[Dataset entries]
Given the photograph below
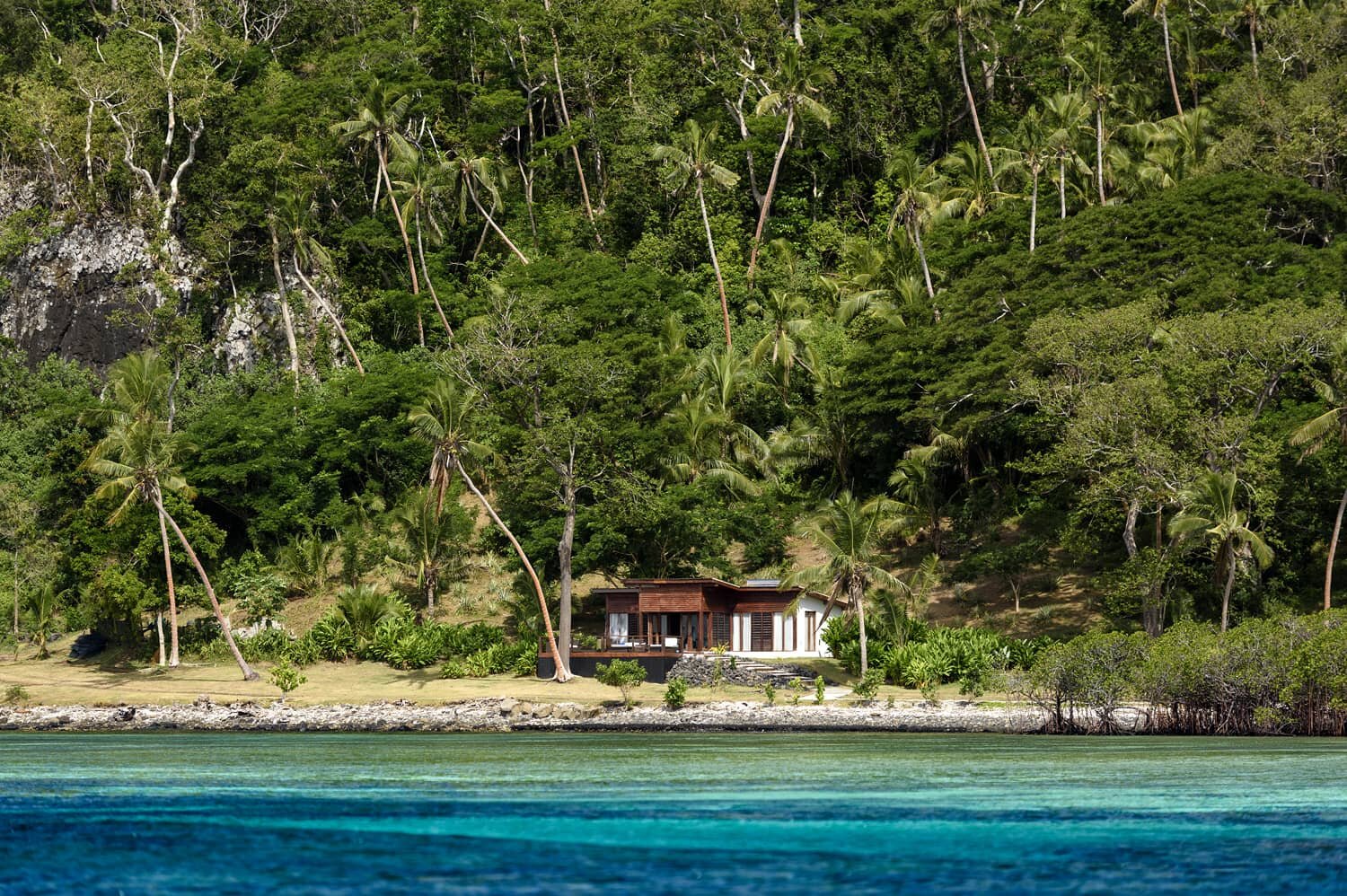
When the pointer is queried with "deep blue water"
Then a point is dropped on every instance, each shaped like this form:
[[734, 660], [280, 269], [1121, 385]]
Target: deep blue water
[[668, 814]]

---

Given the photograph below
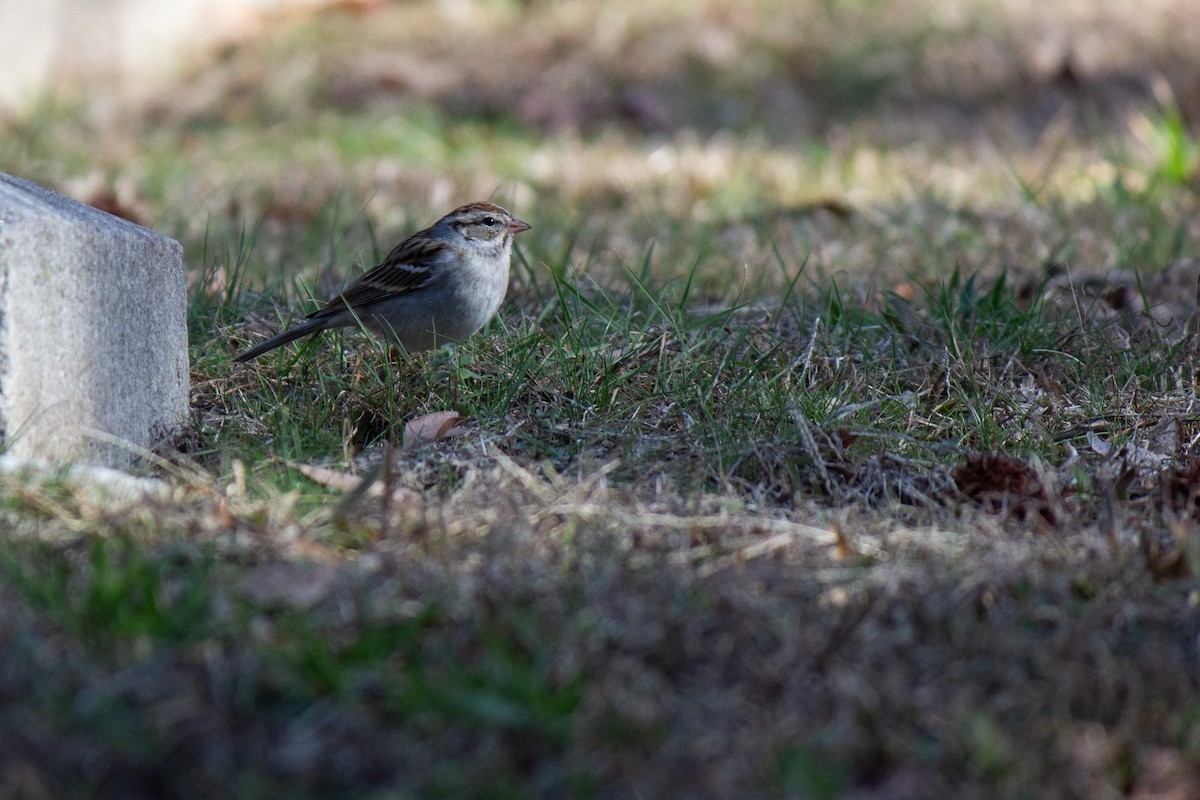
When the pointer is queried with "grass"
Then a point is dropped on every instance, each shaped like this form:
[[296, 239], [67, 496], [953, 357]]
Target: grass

==

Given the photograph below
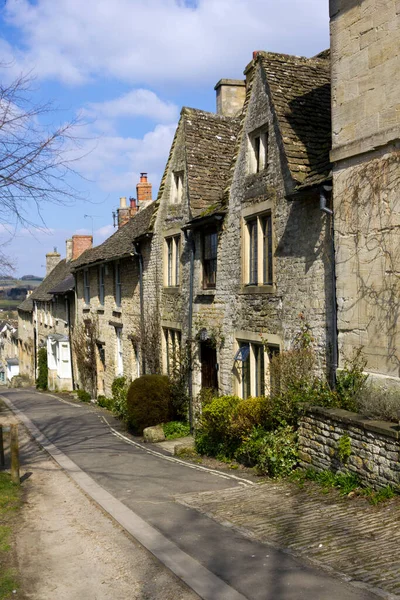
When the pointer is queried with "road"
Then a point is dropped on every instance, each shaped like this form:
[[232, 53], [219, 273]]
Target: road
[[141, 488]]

→ **WHAT YOU NEED TO DO**
Identify each line in the entries with the word "pointer" and copy it.

→ **OUTPUT FOR THIS EXERCISE**
When the pointer is queried with "deep blue water"
When the pointer is queried with "grass"
When the pointer is queried with "road"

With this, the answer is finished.